++++ EXERCISE PASSAGE

Sunday, May 10, 2009

Canal Item from the Lyons Advertiser - 1822

Submitted by Richard Palmer

July 19, 1822
From the Daily Advertiser (N.Y.)

Grand Canal
We are informed by a gentleman who has just returned from a visit to Buffalo and Niagara Falls,
that he traveled 160 miles in the new convenient passage boats, on the Erie canal viz:

From Little Falls to Utica - 22 mile
Utica to Montezuma, by Rome, Syracuse and Weed’s Basin - 96 miles
Crossing from Montezuma over the Seneca river and the Cayuga marshes - 6 miles
and up the river Clyde - 6 ½ miles ,
to Blockhouse he again takes the canal and passing the flourishing villages
of Lyons and Palmyra to Hartwell’s basin - 42 miles
160 miles

On this route are already seven passage-boats with good accommodations, and hundreds of other boats, transporting, immense quantities of produce, to Utica; and such is the stock in this state that there are now 100,000 barrels of flour alone on the banks of the canal, that cannot be transported for want of boats, many of which are now building, that cost from $100 to 400 each, and carry from 150 to 400 barrels. These boats have taken freight from Montezuma to Utica, a distance of nearly 100 miles, at the extremely low rate of 5 cents per cwt., or one dollar per ton, which is about one tenth of the former rate of transporting the same distance by wagons; in this case the owners of the goods paid the tolls, which, however, are very trifling.

The passage boats are drawn by three horses, tandem rigged; the other boats, by one or two horses according to the size of the boat - a boy rides the rear horse and travels from 3 to 4 miles per hour. Passengers leaving Utica at 8 o’clock, reach Weed’s Basin 87 miles the next morning at 7 o’clock traveling all night. The charge is only 4 cents per mile, which includes board and lodging both which are as good, if not better, than at the taverns on the road. This is ans rapid as the stages travel, much less expensive , no risk of life or limb and no fatigue on dust attending.

The Grand canal is nearly finished from Schenectady to Little Falls, 56 miles from Montezuma to Clyde, or Block House, 13 miles- and from Heartwell’s Basin to Genesee River, and from thence to Brockport 60 miles all of which, it is said, will be filled and boats allowed to pass, on or before the first day of October next making 260 to270 miles through one of the richest and most valuable parts, of the state of New York. Numerous emigrants from the hardy and industrious northern and eastern hive, are to be seen transporting themselves and their families, to settle on the lands bordering on the canal.

Merchants residing in Pittsburgh, Cincinnati, Lexington and Louisville, and in Michigan and Indiana, will soon get their goods transported for 1-4 the price that they now pay, and save as much or more in the breakage and damage now unavoidable in wagons, besides the saving of half or two thirds in time: which in fact, is extending the credit on their goods.

Emigrants and their families must prefer the canal to any other route, on every account, expense, time health, comfort &c.
The amount of toll already received at the office in Utica this spring exceeds the sum paid the whole of last year, and it is supposed it will amount to 50 to 60,000 dollars.

++++++++
++++ RECORDED DATA

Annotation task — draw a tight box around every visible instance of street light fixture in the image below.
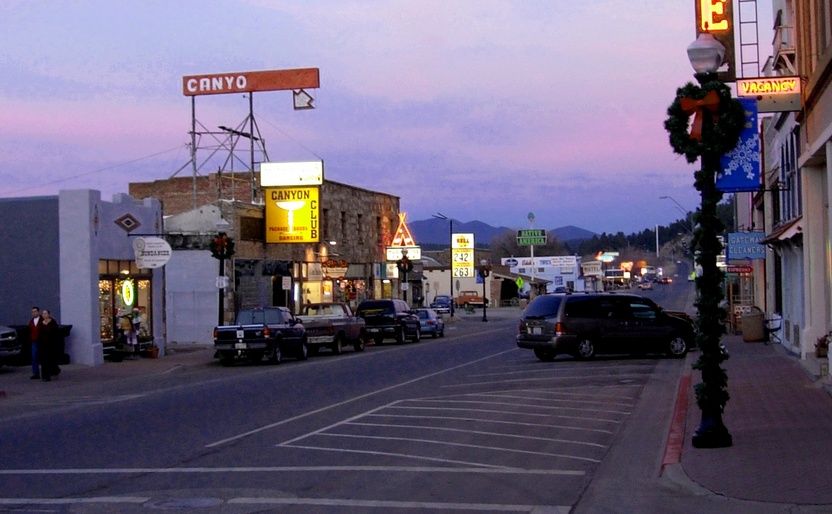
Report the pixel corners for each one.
[687,33,733,448]
[479,259,491,321]
[431,212,454,318]
[210,218,234,325]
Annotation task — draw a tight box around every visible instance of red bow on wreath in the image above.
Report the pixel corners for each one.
[680,90,719,141]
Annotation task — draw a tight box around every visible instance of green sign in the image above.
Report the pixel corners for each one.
[517,228,546,246]
[517,236,546,246]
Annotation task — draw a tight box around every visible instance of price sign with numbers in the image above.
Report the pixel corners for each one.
[451,234,475,278]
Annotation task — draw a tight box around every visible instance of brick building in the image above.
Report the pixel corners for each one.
[129,172,399,342]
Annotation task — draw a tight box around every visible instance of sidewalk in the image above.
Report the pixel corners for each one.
[665,335,832,504]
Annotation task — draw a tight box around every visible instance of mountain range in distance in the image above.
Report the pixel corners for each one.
[407,218,598,248]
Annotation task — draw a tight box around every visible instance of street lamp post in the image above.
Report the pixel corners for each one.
[210,218,234,325]
[479,259,491,321]
[665,32,745,448]
[431,212,454,318]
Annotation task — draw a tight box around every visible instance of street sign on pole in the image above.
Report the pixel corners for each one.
[517,228,546,246]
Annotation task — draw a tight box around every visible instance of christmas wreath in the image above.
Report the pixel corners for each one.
[664,80,746,163]
[208,232,234,259]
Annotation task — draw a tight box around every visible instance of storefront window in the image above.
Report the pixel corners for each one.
[98,260,153,344]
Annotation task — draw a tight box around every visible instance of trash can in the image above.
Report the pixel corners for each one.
[740,307,766,343]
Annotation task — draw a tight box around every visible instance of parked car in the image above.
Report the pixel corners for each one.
[214,307,309,366]
[430,294,454,314]
[516,293,694,361]
[0,326,21,366]
[416,309,445,339]
[297,302,367,355]
[355,299,422,344]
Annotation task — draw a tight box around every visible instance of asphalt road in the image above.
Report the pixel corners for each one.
[0,284,686,513]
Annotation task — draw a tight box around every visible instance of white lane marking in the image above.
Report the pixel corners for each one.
[472,393,633,407]
[0,496,151,505]
[349,422,607,448]
[388,405,621,423]
[441,373,650,388]
[407,398,630,414]
[318,433,601,464]
[0,496,571,514]
[0,464,585,476]
[468,365,646,378]
[368,414,615,434]
[287,444,514,469]
[228,498,572,514]
[205,349,514,448]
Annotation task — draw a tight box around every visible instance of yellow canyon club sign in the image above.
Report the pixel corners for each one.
[266,187,320,243]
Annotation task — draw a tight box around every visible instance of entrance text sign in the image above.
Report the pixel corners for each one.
[266,187,320,243]
[182,68,320,96]
[517,228,546,246]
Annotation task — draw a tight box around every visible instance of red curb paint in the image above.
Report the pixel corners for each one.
[662,375,690,471]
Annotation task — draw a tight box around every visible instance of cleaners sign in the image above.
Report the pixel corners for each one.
[727,232,766,261]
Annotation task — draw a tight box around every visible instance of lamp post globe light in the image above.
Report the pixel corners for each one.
[209,218,234,326]
[665,33,745,448]
[478,259,491,321]
[431,212,454,318]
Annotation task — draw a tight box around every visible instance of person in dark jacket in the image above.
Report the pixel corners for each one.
[29,306,41,379]
[38,309,61,382]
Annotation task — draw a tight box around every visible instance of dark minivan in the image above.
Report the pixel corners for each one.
[355,299,422,344]
[517,293,694,361]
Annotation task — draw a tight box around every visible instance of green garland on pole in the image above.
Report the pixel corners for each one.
[664,80,746,163]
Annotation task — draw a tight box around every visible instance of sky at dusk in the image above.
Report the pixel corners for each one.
[0,0,771,234]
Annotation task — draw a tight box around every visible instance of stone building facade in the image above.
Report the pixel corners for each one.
[129,173,399,334]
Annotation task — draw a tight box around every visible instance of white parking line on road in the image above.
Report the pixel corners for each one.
[228,498,571,514]
[441,373,651,389]
[205,349,514,448]
[308,433,601,464]
[408,398,630,415]
[390,405,621,423]
[0,496,571,514]
[368,414,614,434]
[350,422,607,448]
[0,464,585,476]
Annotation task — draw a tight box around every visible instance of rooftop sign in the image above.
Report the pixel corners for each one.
[182,68,320,96]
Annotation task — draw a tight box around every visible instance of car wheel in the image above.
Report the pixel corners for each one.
[667,335,689,359]
[332,334,344,355]
[220,352,236,366]
[534,348,556,362]
[575,339,595,359]
[298,337,309,361]
[269,341,283,364]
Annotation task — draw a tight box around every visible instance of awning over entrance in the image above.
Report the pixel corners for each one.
[760,216,803,245]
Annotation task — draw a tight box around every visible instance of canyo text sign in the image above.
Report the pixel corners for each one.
[182,68,320,96]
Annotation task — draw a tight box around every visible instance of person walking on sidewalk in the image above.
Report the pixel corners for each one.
[29,306,41,380]
[38,309,61,382]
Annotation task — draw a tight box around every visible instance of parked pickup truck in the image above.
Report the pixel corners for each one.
[454,291,488,307]
[298,302,367,355]
[214,307,309,366]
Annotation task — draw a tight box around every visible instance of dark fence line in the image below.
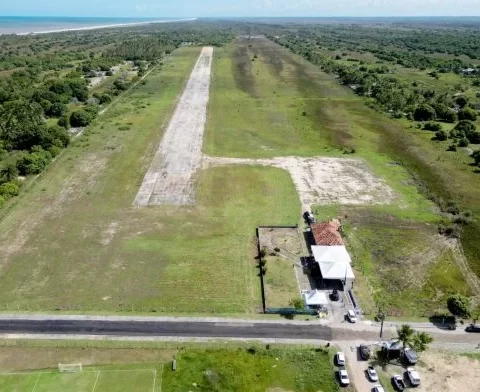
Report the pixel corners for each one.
[257,224,298,230]
[255,227,267,313]
[265,308,317,316]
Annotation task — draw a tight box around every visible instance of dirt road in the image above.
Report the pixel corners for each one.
[134,47,213,206]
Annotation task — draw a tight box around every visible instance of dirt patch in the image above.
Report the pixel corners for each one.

++++++++

* WHAT IS EXPECTED:
(a) In the canal item, how many horses draw the passage boats?
(b) What is the charge per mile for passengers?
(c) How many barrels of flour are on the banks of the canal that cannot be transported for want of boats?
The rows have no connection to the canal item.

* RESPONSE AREA:
(a) Three horses, tandem rigged.
(b) Only 4 cents per mile, which includes board and lodging.
(c) 100,000 barrels.